▶ **SHORT PROBLEM**
Turn the entries below into a Markdown table with the columns Row and Line. Give each non-blank line its own numbered row and leave out blank lines.

------

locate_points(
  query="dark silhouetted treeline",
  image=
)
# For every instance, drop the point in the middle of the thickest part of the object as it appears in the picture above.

------

▶ **SOLUTION**
| Row | Line |
|---|---|
| 1 | locate_points( |
| 2 |   query="dark silhouetted treeline", |
| 3 |   image= |
| 4 | ) |
| 5 | # For every instance, drop the point in the middle of the thickest part of the object as it appears in the picture above. |